What the task asks
Pick out and copy every line in the rows below that contains the string "position", matching case exactly.

Data provided
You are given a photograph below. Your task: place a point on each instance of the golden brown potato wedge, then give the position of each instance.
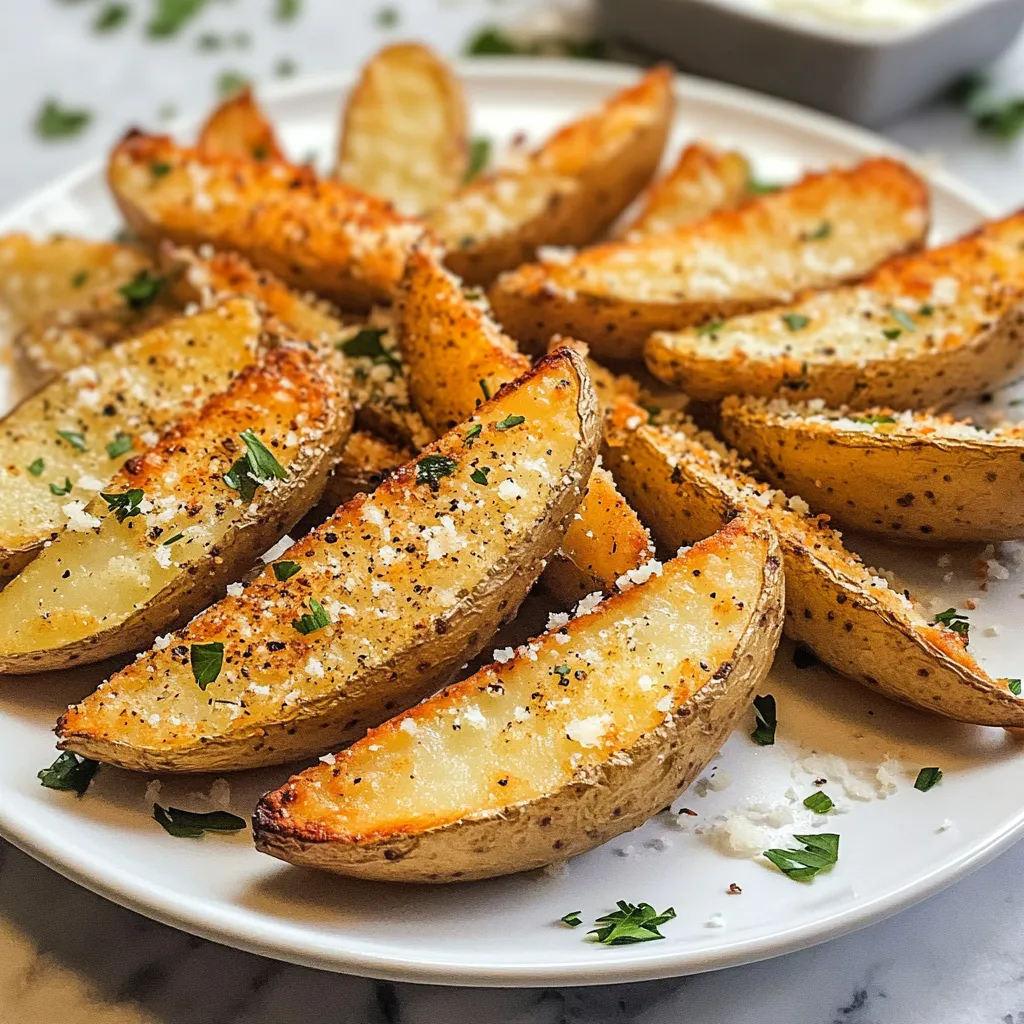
(322, 236)
(685, 485)
(823, 230)
(582, 736)
(704, 181)
(455, 357)
(391, 595)
(566, 193)
(177, 524)
(239, 128)
(403, 130)
(910, 476)
(923, 332)
(59, 448)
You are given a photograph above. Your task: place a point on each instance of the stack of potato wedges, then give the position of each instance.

Solved problem
You are given a photograph below. Your task: place a point on each instance of the golden brown potato wedge, then give the position of each instance.
You are given a photograph above. Your task: place a point on each instance of the stack of potato wedges, then give the position of each instance.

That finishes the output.